• Available data
==================================================

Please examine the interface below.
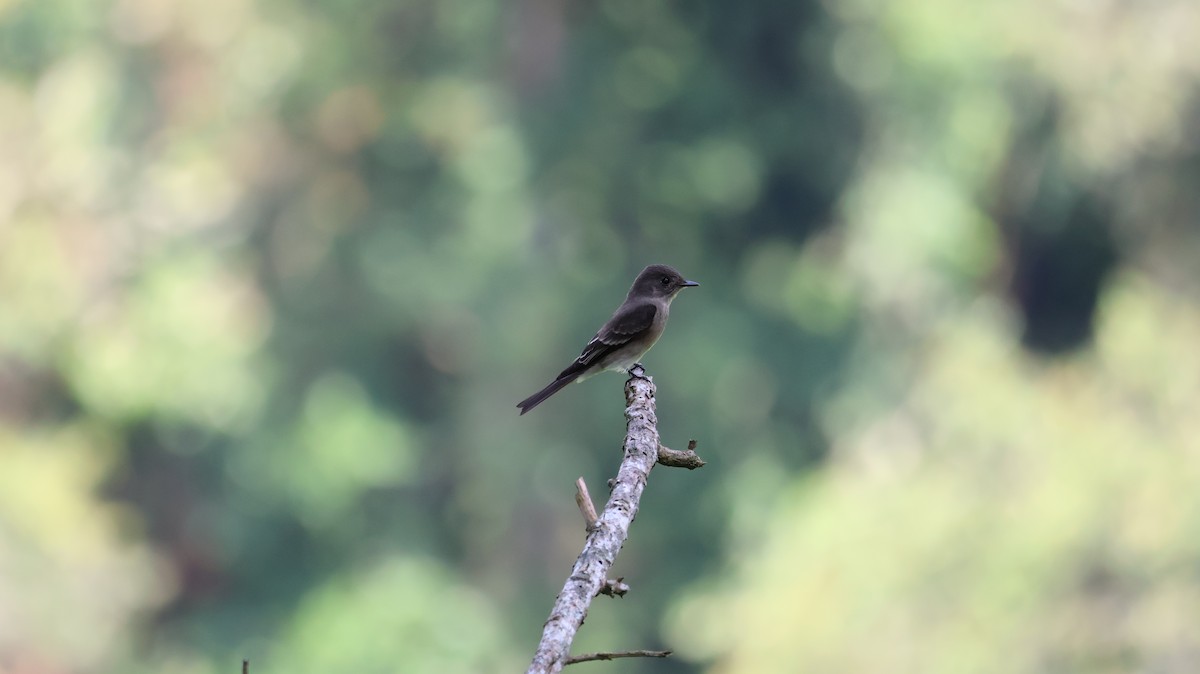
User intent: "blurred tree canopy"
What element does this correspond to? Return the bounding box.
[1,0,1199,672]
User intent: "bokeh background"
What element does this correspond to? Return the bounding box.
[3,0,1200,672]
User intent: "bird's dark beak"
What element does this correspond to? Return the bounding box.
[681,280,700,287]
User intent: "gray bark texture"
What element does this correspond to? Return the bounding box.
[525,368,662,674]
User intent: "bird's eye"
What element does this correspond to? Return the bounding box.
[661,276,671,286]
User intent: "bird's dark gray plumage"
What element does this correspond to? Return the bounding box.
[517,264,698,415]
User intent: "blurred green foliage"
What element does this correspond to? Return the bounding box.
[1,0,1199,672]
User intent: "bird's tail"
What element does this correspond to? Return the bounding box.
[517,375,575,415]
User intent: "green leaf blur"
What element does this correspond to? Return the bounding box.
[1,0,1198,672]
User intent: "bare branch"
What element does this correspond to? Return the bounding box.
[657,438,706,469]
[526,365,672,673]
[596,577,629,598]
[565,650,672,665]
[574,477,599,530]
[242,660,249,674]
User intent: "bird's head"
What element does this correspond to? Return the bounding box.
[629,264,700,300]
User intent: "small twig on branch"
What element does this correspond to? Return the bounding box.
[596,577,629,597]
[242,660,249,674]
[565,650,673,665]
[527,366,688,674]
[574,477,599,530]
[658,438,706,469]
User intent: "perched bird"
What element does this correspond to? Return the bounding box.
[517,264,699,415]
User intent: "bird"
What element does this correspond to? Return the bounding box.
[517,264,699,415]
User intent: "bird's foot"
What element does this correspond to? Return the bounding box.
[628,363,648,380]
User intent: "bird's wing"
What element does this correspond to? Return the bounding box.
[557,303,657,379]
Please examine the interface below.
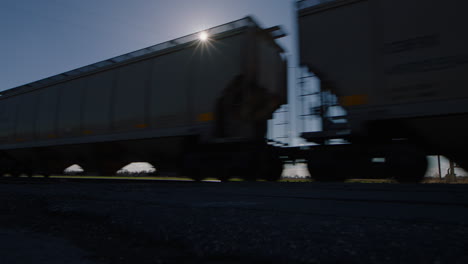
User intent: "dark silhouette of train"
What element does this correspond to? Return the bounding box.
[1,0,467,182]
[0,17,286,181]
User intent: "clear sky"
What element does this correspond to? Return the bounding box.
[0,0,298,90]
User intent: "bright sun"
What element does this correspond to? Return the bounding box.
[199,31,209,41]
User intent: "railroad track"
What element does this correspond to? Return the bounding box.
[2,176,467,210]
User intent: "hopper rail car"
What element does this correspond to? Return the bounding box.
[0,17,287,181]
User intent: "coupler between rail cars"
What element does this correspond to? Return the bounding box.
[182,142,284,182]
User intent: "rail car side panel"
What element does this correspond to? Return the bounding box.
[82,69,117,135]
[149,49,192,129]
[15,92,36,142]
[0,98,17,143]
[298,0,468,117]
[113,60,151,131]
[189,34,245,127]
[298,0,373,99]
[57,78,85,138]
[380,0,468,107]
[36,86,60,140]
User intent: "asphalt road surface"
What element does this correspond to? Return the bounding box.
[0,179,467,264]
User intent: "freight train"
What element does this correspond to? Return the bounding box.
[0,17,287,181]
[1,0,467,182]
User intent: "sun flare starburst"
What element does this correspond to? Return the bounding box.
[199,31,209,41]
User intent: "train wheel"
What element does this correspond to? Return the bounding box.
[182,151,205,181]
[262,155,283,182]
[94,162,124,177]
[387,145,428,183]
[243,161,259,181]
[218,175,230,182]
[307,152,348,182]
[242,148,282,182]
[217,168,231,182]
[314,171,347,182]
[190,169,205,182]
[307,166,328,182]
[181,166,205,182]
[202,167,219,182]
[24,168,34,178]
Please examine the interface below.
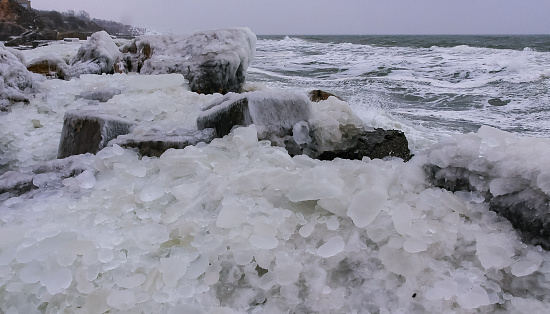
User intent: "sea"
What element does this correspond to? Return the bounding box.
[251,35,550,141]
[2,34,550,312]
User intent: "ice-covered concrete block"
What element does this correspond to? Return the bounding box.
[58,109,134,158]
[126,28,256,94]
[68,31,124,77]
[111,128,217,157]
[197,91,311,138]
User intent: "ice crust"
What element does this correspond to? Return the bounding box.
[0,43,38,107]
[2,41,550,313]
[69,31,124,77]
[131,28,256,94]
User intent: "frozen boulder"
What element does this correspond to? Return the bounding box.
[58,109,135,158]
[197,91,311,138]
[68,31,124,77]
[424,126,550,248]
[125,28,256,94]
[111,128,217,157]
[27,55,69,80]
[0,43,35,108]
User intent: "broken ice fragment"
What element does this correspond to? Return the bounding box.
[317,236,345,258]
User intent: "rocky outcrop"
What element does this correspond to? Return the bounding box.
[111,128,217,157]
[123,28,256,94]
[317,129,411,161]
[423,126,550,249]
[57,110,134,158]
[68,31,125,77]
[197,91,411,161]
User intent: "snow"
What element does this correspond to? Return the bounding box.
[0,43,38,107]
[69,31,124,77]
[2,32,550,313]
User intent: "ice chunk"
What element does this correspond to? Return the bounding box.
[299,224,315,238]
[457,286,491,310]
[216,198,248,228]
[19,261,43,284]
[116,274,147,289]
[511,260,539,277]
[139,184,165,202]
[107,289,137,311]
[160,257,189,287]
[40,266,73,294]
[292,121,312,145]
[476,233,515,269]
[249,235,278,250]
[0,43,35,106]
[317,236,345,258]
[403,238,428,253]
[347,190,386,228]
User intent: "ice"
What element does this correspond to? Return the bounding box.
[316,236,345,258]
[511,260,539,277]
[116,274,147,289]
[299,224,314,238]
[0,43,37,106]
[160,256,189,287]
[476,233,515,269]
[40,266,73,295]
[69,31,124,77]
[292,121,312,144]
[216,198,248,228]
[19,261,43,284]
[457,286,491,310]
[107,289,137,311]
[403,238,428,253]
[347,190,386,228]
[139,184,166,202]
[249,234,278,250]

==================================================

• Problem requirements
Leaving every picture out, repeat each line of the material exactly.

• Response box
Please examine the interface below.
User intent: "blurred tree canopy"
What element does this correspond to? Return the bounding box.
[1,0,1199,672]
User intent: "bokeh background"
What element does this correspond to? Return the bounding box.
[3,0,1200,672]
User intent: "bird's dark beak"
What element does this correspond to? Return the bounding box.
[681,280,700,287]
User intent: "gray bark texture"
What element does this correspond to? Return the bounding box.
[525,368,662,674]
User intent: "bird's eye"
What element does this correspond to? Return the bounding box.
[661,276,671,286]
User intent: "bird's dark gray plumage"
What element does this correspond to? Return the bounding box.
[517,264,698,415]
User intent: "blurred green foliage"
What element does this correspond to? Return the bounding box.
[1,0,1199,672]
User intent: "bird's tail"
What element does this correspond to? Return the bounding box.
[517,375,575,415]
User intent: "green leaf blur"
What element does this correspond to? Return the bounding box.
[1,0,1198,672]
User intent: "bare branch"
What element does this correspond to? Return the bounding box.
[657,438,706,469]
[526,365,672,673]
[596,577,629,598]
[565,650,672,665]
[574,477,599,530]
[242,660,249,674]
User intent: "bird's head"
What element does this correspond to? Return the bounding box.
[629,264,700,300]
User intent: "small twig on branch"
What element does this correspond to? Return the bounding box.
[596,577,629,597]
[242,660,249,674]
[565,650,673,665]
[527,366,688,674]
[574,477,599,530]
[658,438,706,469]
User intent: "perched bird"
What element does this correspond to? Return the bounding box.
[517,264,699,415]
User intent: "bird"
What element does this correspond to? Return the bounding box.
[517,264,699,415]
User intent: "bird's foot"
What element does this correspond to? Return the bounding box.
[628,363,648,380]
User intent: "bird's wing"
What element does this correspond to? Return the bounding box.
[557,303,657,379]
Please examine the interface below.
User intent: "dark silhouette of train"
What element does this correspond to? Return the bounding box.
[1,0,467,182]
[0,17,286,181]
User intent: "clear sky"
What element does this correspond to? Return the bounding box.
[0,0,298,90]
User intent: "bright sun"
What element does this correspond to? Return the bounding box.
[199,31,209,41]
User intent: "railroad track"
What element does this correspond to? Return the bounding box.
[2,176,467,210]
User intent: "hopper rail car"
What element does this correspond to? Return the bounding box.
[0,17,287,181]
User intent: "coupler between rail cars"
What element does this correspond to? Return the bounding box.
[182,142,284,182]
User intent: "rail car side panel"
What element does this correspond to? Return the bounding box.
[82,69,117,135]
[149,49,192,129]
[15,92,36,142]
[0,98,17,143]
[298,0,468,117]
[113,60,151,131]
[189,34,245,127]
[298,0,373,99]
[57,78,85,138]
[380,0,468,107]
[36,86,60,140]
User intent: "asphalt road surface"
What element does this correspond to? Return the bounding box.
[0,179,467,264]
User intent: "freight train"
What element does this correspond to? Return the bounding box.
[0,17,287,181]
[1,0,467,182]
User intent: "sun flare starburst"
What element does this correspond to? Return the bounding box.
[199,31,209,41]
User intent: "train wheel"
What element does this correspond to? Return the bounding box.
[182,151,205,181]
[262,155,283,182]
[94,162,124,177]
[387,145,428,183]
[243,161,259,181]
[218,175,230,182]
[307,152,348,182]
[242,148,282,182]
[217,168,231,182]
[314,171,347,182]
[190,169,205,182]
[307,166,328,182]
[181,166,205,182]
[202,167,219,182]
[24,168,34,178]
Please examine the interface below.
User intent: "sea"
What element does this correspond to? Return the bounding box.
[251,35,550,141]
[2,34,550,312]
User intent: "ice-covered concrete block"
What element does this correspond to? Return the bounding box.
[58,109,134,158]
[126,28,256,94]
[68,31,124,77]
[111,128,217,157]
[197,91,311,138]
User intent: "ice crust"
What element does this correspond to? Return the bounding box.
[0,43,38,107]
[2,41,550,313]
[69,31,124,77]
[131,28,256,94]
User intent: "frozen boulder"
What element does this correspond to? Return the bounding box.
[58,109,135,158]
[197,91,311,138]
[68,31,124,77]
[424,126,550,248]
[125,28,256,94]
[111,128,217,157]
[27,55,69,80]
[0,43,35,108]
User intent: "broken ice fragment"
What element does this correspond to? Return the bounding box.
[317,236,345,258]
User intent: "rocky outcrop"
What element does this correspond to? Return the bounding box.
[111,128,217,157]
[123,28,256,94]
[317,129,411,161]
[423,126,550,249]
[57,110,134,158]
[68,31,125,77]
[197,91,411,161]
User intent: "snow"
What element does this correspond to? Return the bounding box.
[0,43,38,107]
[69,31,124,77]
[2,32,550,313]
User intent: "ice chunk"
What element does this correspond to? Return the bounding box.
[299,224,315,238]
[457,286,491,310]
[216,198,248,228]
[19,261,43,284]
[116,274,147,289]
[511,260,539,277]
[139,184,165,202]
[107,289,137,311]
[160,257,189,287]
[40,266,73,294]
[292,121,312,145]
[476,233,515,269]
[249,235,278,250]
[0,43,35,106]
[317,236,345,258]
[403,238,428,253]
[347,190,386,228]
User intent: "ice"
What element does this correspond to? Return the bounding box.
[316,236,345,258]
[511,260,539,277]
[116,274,147,289]
[299,224,314,238]
[0,43,37,106]
[160,256,189,287]
[476,233,515,269]
[40,266,73,295]
[69,31,124,77]
[292,121,312,144]
[216,198,248,228]
[19,261,43,284]
[457,286,491,310]
[107,289,137,311]
[403,238,428,253]
[347,190,386,228]
[139,184,166,202]
[249,234,278,250]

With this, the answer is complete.